Dataset entries:
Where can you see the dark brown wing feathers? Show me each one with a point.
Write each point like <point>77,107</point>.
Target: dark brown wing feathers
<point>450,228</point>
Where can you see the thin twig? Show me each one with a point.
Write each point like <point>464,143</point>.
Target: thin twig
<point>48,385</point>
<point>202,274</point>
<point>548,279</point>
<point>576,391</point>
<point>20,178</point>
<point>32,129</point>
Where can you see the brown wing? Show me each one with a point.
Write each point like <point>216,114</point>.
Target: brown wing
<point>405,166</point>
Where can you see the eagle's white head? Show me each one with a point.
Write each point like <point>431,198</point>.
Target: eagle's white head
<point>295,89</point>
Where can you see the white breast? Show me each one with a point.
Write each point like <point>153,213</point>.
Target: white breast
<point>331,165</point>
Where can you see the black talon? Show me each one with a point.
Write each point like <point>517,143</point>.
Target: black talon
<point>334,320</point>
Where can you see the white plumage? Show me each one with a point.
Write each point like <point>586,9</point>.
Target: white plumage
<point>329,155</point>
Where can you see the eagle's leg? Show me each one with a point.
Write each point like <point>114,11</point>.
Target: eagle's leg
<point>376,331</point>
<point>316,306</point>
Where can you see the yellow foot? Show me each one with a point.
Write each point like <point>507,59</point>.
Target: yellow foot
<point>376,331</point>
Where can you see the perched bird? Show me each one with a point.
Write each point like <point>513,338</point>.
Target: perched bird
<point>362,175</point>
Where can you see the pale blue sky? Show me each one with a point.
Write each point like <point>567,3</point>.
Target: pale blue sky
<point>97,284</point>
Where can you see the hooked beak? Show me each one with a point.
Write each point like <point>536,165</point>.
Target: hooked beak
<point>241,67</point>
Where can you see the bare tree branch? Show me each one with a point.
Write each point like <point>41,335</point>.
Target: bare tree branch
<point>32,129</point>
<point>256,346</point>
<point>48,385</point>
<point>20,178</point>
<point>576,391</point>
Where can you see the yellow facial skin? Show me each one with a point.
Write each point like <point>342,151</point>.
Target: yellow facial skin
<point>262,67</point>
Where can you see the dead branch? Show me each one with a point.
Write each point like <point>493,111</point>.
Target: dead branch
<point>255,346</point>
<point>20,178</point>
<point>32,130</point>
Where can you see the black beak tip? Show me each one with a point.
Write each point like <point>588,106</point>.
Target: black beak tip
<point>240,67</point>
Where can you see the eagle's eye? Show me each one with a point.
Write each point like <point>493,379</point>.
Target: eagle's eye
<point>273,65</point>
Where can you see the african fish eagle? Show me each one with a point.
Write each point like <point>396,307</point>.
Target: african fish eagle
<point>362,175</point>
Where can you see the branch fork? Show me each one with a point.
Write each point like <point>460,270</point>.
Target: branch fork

Problem to solve -
Out of the data above, transcribe exactly and only the lines starting with the line that has "Target: yellow facial skin" and going on through the line that has "Write each point like <point>493,379</point>.", both included.

Written solution -
Target: yellow facial skin
<point>262,67</point>
Where can you see the dead branch? Show me each one with a point.
Write each point like <point>493,111</point>.
Target: dead branch
<point>255,346</point>
<point>20,178</point>
<point>32,130</point>
Where can you see the black beak tip? Show me each one with a point.
Write each point like <point>588,106</point>.
Target: black beak tip
<point>240,67</point>
Where can you see the eagle's eye? Show me each one with a point.
Write each point like <point>493,379</point>.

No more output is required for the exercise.